EXERCISE OBJECTIVE: Copy out, unchanged, the lines of the items below from the one containing "suit? Mark that spot." through the final line of the items, including both.

- - - - -

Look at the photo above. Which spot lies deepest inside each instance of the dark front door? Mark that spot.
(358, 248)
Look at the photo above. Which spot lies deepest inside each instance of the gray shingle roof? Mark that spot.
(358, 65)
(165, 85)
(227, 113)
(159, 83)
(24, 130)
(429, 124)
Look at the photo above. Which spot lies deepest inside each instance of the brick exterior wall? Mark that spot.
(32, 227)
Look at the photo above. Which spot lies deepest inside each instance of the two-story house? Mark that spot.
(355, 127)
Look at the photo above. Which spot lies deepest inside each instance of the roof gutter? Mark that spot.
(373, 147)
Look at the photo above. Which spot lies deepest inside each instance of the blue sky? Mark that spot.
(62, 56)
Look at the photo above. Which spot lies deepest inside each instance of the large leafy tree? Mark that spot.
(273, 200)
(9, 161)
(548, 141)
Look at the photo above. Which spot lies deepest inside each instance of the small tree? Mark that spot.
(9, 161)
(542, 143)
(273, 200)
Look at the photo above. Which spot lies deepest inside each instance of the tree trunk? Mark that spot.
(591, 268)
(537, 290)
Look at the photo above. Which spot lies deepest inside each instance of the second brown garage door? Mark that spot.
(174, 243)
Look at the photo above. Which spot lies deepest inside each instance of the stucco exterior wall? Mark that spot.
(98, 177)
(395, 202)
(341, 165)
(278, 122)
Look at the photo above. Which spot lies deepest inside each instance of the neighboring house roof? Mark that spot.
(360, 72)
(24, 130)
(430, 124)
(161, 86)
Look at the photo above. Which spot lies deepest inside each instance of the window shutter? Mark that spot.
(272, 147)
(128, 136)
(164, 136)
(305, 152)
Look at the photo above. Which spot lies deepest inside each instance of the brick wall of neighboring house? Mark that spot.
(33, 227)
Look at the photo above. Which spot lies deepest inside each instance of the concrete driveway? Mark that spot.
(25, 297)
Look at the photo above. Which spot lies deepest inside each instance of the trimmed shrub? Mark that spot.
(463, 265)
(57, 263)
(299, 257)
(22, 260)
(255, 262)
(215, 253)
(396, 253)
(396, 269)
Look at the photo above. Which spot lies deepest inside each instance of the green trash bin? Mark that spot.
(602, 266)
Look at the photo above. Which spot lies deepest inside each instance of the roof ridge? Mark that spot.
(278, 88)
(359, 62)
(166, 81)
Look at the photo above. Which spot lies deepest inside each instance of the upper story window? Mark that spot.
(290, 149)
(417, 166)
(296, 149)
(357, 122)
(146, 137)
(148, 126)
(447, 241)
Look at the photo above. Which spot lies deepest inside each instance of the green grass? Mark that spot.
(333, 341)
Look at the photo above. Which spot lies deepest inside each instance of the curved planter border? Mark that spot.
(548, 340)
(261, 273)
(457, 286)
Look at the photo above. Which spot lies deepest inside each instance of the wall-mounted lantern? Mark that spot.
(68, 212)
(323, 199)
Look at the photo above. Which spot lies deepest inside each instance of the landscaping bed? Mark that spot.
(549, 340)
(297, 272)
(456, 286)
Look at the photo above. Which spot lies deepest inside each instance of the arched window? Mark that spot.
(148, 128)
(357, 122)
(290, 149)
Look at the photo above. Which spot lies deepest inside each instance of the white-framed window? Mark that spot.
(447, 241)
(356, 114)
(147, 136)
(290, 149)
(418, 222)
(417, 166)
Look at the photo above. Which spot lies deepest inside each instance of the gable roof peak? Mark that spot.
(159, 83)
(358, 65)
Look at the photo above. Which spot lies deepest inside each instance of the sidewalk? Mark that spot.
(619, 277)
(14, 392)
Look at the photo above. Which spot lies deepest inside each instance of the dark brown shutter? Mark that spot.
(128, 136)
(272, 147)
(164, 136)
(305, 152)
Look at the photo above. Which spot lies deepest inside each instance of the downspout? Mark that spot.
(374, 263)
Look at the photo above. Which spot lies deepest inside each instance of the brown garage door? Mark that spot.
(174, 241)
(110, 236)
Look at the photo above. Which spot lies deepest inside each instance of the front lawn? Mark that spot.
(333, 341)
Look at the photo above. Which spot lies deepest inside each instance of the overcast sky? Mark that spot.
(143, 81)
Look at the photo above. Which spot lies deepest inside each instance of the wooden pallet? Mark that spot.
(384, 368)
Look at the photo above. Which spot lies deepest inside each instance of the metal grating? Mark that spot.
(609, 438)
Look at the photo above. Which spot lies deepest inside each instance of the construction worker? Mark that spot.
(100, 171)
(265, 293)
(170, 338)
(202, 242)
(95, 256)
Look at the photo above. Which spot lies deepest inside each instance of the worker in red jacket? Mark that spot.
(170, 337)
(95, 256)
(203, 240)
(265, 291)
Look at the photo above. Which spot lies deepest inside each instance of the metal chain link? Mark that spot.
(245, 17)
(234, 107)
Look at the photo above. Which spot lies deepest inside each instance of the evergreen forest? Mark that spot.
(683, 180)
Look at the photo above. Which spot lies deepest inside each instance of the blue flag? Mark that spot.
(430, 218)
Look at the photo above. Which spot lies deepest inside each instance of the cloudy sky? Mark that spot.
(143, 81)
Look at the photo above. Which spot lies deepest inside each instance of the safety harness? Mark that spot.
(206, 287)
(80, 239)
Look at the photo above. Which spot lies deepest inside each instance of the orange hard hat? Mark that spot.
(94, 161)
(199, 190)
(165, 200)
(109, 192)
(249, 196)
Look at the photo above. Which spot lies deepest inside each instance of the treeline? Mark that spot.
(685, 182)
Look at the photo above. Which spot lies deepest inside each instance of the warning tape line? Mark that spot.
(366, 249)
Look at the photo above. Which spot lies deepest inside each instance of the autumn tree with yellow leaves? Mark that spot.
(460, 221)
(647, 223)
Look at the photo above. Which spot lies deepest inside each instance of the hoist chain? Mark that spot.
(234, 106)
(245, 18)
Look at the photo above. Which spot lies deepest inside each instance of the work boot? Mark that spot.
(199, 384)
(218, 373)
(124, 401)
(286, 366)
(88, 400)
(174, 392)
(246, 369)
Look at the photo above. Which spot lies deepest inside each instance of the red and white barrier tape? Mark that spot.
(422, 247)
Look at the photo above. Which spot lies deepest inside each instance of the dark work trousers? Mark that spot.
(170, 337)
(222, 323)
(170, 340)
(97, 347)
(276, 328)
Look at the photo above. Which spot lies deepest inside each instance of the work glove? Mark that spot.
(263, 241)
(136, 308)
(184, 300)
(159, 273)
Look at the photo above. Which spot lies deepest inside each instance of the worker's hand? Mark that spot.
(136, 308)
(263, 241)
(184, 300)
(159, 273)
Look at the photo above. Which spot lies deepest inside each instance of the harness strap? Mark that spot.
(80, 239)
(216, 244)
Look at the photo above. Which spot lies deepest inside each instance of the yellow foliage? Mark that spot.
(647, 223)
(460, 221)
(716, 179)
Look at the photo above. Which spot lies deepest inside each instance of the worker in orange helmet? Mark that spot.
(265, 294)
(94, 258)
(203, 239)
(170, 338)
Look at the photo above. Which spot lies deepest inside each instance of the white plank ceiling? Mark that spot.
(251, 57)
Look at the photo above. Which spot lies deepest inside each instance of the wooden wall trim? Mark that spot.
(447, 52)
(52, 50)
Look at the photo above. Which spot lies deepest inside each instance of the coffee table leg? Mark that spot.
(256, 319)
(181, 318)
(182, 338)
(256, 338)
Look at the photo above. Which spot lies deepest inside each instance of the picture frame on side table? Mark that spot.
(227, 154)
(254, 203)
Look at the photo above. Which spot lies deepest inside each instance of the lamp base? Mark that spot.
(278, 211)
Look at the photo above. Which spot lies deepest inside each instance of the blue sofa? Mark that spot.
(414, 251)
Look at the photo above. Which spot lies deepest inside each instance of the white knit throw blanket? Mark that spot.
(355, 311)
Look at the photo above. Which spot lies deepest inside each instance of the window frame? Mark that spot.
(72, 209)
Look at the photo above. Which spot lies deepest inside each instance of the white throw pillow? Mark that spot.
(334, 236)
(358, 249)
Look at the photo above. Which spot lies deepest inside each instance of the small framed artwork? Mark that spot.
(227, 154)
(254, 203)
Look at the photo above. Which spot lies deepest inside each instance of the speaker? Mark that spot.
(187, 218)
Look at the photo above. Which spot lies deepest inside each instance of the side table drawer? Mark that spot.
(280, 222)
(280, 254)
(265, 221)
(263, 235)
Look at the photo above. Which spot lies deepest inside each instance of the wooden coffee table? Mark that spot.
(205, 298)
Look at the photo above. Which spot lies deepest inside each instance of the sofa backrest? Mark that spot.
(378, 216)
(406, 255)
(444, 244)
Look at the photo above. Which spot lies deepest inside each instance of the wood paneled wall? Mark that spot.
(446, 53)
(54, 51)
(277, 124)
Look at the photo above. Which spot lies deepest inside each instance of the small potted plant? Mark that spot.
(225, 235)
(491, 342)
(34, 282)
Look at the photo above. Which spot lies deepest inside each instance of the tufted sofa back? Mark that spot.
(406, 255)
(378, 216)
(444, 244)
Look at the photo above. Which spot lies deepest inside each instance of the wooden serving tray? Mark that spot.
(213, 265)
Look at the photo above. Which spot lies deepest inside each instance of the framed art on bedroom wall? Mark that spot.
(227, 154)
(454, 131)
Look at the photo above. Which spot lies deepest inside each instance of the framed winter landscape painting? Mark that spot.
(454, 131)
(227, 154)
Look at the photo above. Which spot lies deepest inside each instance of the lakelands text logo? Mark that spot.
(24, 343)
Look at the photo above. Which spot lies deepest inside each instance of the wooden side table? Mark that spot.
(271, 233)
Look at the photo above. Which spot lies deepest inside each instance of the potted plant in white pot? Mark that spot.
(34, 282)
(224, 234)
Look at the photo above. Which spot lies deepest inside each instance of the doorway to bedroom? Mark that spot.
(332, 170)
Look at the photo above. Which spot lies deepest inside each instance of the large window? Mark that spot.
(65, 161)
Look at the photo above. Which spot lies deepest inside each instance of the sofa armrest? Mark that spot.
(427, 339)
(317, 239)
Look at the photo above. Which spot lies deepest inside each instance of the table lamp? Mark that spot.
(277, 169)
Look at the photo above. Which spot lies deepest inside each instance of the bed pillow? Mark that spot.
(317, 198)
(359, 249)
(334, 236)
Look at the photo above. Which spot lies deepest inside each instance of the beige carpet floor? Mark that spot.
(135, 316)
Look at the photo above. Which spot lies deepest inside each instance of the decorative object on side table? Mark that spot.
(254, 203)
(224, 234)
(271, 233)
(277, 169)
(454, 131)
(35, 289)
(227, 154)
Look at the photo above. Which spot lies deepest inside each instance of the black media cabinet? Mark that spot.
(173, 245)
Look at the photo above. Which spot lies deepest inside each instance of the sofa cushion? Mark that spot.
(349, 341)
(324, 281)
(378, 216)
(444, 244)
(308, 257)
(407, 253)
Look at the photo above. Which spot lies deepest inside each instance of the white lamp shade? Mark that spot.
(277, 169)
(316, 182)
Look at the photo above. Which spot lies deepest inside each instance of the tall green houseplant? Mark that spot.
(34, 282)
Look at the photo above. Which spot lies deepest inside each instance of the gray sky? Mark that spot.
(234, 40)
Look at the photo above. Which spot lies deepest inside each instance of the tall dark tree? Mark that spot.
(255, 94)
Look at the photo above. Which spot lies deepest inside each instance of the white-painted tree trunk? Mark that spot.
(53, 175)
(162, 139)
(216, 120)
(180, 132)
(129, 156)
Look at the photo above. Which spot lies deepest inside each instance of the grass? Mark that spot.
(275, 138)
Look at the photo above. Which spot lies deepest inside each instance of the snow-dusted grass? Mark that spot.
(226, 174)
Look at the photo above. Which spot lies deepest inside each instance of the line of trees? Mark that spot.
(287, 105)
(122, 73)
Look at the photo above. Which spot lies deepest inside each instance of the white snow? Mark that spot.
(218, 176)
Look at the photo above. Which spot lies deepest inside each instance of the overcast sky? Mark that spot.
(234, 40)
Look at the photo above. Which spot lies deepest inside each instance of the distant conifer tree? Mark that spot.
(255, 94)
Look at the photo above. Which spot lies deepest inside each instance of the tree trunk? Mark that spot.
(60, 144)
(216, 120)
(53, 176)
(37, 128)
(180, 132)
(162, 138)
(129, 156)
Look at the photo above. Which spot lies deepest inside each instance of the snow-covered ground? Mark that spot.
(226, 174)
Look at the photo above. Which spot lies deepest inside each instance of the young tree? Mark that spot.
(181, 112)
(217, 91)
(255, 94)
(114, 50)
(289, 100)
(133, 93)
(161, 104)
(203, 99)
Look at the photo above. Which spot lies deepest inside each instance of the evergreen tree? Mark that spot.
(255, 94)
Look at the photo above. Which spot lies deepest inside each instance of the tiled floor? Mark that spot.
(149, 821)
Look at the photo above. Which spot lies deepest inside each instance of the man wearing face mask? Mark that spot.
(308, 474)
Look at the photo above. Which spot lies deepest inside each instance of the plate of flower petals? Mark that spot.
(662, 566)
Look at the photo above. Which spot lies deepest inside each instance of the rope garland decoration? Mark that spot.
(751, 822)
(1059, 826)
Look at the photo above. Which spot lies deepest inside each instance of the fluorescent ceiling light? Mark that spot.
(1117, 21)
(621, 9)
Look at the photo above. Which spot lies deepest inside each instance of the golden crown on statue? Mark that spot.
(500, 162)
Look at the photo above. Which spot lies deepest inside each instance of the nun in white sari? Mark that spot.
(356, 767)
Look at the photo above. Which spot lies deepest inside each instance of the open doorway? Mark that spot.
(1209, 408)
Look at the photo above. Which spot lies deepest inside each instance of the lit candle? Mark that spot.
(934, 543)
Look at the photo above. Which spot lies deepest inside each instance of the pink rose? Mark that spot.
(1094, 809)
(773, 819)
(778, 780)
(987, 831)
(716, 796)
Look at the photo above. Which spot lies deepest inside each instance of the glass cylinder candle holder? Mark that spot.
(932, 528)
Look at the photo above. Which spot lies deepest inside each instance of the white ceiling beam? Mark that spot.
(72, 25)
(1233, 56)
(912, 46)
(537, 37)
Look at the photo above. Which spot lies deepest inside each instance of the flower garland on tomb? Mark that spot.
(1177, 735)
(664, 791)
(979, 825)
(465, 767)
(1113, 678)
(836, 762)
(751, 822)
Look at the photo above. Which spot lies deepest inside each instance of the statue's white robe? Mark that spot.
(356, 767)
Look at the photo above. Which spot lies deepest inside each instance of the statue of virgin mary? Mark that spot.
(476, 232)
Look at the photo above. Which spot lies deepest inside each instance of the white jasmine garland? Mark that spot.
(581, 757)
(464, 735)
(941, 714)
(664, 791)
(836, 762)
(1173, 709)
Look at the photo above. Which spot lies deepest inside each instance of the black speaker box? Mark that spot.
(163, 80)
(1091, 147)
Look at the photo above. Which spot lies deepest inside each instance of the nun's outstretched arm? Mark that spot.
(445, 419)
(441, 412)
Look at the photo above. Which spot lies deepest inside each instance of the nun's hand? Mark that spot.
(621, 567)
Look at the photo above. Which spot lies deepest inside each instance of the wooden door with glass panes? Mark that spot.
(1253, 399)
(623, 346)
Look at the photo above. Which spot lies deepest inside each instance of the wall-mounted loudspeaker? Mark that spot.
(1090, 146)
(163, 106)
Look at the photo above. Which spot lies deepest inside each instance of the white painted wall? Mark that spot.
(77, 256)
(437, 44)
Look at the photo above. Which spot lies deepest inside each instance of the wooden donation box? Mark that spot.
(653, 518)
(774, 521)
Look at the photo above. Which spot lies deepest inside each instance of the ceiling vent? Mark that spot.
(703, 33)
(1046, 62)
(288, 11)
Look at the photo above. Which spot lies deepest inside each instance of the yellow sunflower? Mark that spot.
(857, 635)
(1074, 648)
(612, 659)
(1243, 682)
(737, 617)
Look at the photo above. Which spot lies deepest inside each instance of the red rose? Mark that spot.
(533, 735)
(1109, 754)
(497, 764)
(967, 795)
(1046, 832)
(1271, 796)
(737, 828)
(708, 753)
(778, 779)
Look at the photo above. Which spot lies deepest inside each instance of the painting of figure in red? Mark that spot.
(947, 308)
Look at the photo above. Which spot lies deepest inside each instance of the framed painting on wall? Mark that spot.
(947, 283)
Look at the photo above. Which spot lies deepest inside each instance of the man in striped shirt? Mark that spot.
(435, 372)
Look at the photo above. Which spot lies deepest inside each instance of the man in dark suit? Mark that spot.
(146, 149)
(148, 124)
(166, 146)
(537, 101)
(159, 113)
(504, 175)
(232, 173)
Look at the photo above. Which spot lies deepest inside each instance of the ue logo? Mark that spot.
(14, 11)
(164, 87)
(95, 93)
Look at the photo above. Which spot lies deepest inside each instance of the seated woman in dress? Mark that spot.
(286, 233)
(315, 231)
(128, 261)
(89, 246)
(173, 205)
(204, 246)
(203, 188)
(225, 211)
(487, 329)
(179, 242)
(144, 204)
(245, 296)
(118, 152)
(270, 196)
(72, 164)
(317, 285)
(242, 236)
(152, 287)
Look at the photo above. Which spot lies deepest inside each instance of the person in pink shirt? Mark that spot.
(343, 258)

- - - - -

COMPLETE OUTPUT:
Look at the photo above. Which spot lies deepest inside each instance of the man in dark suit? Mark that spot.
(146, 149)
(148, 124)
(166, 146)
(537, 101)
(159, 113)
(504, 175)
(232, 173)
Look at the photo above. Which spot lies deepest inside each instance of the ue logo? Mark that spot.
(14, 11)
(164, 87)
(95, 93)
Look at the photo above. Which spot lies deepest inside each instance of the seated woman in dress? Mark that spot.
(286, 233)
(315, 231)
(128, 261)
(89, 246)
(173, 205)
(204, 246)
(203, 188)
(225, 211)
(487, 329)
(179, 242)
(144, 204)
(245, 296)
(118, 152)
(270, 196)
(72, 164)
(317, 285)
(242, 236)
(152, 287)
Look at the photo above. Which spot lies deepest inside each instance of the person in pink shirt? Mark that spot.
(343, 258)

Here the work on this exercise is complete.